* _WHAT IS NEEDED_
Turn the data below, from the line containing "Place a marker on every instance of the steel" through the end of the data, into a JSON list of strings. Use one string per line, and leave out blank lines.

* _Records_
★ ★ ★ ★ ★
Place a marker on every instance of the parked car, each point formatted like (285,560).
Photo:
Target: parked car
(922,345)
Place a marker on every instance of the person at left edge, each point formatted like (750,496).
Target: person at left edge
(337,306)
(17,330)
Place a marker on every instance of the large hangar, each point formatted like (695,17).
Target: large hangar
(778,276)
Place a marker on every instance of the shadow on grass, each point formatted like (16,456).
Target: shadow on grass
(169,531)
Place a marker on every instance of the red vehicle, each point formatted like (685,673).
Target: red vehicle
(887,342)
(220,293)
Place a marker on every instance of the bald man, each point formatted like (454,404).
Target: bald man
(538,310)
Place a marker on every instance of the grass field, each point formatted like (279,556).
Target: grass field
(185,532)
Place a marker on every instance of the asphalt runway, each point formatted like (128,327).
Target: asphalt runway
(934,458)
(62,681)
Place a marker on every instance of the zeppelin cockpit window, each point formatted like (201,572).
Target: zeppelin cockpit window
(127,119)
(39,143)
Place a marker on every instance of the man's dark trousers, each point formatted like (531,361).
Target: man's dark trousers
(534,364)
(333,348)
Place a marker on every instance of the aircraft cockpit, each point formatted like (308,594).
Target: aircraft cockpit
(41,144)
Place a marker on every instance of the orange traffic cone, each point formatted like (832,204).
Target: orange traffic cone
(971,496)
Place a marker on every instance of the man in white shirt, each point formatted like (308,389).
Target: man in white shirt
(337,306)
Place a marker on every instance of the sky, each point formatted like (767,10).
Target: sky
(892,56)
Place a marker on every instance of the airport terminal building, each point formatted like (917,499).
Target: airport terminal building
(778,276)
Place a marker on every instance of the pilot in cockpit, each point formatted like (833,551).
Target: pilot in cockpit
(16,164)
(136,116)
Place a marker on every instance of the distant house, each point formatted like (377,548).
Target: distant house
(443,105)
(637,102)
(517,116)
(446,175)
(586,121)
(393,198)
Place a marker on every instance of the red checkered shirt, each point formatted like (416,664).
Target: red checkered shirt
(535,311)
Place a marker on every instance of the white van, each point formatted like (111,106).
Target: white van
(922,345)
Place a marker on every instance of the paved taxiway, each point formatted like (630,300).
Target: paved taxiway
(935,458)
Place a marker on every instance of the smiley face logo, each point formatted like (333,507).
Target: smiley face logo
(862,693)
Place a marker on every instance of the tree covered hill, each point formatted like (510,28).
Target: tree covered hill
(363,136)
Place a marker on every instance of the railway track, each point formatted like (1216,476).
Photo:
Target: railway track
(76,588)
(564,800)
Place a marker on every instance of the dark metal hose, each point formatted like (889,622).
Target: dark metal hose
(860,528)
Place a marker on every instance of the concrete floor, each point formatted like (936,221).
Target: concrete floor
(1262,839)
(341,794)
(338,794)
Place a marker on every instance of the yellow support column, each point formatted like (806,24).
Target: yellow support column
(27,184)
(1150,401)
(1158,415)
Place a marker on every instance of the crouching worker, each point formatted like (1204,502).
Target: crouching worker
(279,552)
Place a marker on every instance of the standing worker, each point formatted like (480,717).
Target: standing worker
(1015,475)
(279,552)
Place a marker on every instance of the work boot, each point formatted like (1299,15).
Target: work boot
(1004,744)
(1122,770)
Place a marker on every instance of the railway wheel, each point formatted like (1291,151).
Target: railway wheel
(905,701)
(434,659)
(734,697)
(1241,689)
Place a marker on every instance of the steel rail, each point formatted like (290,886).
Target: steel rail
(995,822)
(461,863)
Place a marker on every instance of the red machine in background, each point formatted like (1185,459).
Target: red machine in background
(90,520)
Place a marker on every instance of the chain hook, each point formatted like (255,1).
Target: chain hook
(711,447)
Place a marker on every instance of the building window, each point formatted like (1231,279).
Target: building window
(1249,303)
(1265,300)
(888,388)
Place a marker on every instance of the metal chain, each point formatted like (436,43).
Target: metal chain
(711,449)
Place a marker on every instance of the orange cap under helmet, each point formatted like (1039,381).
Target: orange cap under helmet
★ ★ ★ ★ ★
* _THE RESPONSE_
[
  "Place a marker on every instance of the steel rail, each point formatted like (290,886).",
  "Target: steel rail",
  "(995,822)",
  "(461,863)",
  "Place a marker on every instance of the red machine in background, each point formatted like (1185,459).",
  "Target: red machine in background",
  "(90,520)",
  "Place a marker on every instance of the chain hook, each point formatted like (255,1).",
  "Target: chain hook",
  "(711,447)",
  "Place a marker on every instance of the building window, each point formatted like (1231,279).",
  "Target: building window",
  "(1249,303)",
  "(1265,300)",
  "(888,388)",
  "Place a marker on every instance of the metal chain, each point formatted like (436,43).",
  "Target: metal chain",
  "(711,449)",
  "Place a marker on every instance of the orange cap under helmet, each point formatted like (1039,381).",
  "Target: orange cap under helmet"
]